◆ DOCUMENT:
## start
Andrew Ng just revealed why the AI companies throwing the most compute at the problem are going to lose.
The winner of the intelligence race won’t use the most compute.
They’ll waste the least.
Ng: “Most of your high-dimensional data lies on a lower-dimensional subspace. It’s just a fact of life.”
Here’s what that means in practice.
You have a 10,000-dimensional dataset.
Every dimension dragged through every calculation.
Every training cycle hauling dead weight the model will never use.
Ng: “You’re carrying around these 10,000-dimensional examples throughout your whole training process.”
That bloat isn’t just inefficient.
It’s a tax on every computation you run.
Memory bandwidth. Network bandwidth. Computational speed.
All of it eaten by dimensions that contribute nothing to intelligence.
They contribute noise.
The insight that separates the architects from the arms race: that 10,000-dimensional dataset is almost entirely captured by a much smaller subspace.
The signal lives in a fraction of the space you’re paying to process.
## end
◆ EXERCISE A: Count how many lines of the records below contain the string "bounding", and reply with that number only.

◆ RECORDS FOR THIS TASK:
## start
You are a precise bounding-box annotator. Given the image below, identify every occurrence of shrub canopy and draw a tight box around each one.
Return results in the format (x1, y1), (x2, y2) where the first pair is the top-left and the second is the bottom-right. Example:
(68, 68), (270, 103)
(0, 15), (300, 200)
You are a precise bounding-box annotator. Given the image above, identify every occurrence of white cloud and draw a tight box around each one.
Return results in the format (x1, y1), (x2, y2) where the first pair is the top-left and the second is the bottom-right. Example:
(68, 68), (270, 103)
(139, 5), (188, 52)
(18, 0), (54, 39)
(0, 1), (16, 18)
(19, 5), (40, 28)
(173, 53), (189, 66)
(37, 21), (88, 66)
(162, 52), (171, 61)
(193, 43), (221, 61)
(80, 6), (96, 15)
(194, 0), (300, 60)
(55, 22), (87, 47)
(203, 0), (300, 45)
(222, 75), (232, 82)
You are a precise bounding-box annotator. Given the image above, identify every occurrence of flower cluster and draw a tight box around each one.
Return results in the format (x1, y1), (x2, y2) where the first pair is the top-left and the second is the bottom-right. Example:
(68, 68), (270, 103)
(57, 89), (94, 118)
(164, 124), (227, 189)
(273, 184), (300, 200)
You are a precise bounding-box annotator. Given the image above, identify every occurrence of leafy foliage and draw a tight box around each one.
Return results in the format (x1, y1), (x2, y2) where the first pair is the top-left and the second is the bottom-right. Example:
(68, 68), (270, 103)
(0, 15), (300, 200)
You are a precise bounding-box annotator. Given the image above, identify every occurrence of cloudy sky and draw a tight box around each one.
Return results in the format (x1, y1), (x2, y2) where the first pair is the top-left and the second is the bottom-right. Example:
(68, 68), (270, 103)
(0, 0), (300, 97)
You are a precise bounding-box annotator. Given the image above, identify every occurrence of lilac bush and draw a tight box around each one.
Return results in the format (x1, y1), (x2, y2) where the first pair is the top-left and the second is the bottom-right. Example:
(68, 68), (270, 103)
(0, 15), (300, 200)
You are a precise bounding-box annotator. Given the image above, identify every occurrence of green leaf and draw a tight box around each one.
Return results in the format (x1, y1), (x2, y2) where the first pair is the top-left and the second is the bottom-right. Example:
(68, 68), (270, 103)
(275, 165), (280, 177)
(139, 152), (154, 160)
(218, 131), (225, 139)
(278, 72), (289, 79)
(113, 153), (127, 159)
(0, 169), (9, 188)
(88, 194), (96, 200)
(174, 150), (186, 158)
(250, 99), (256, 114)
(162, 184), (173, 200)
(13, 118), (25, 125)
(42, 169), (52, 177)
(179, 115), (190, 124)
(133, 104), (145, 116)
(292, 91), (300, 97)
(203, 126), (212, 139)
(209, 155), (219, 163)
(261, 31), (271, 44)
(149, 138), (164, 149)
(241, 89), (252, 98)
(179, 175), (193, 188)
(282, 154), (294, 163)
## end
◆ EXERCISE B: In the post on high-dimensional data above, which three resources are named as being taxed by the extra dimensions?

◆ COMPLETE OUTPUT A: 7

◆ COMPLETE OUTPUT B: Memory bandwidth, network bandwidth, and computational speed.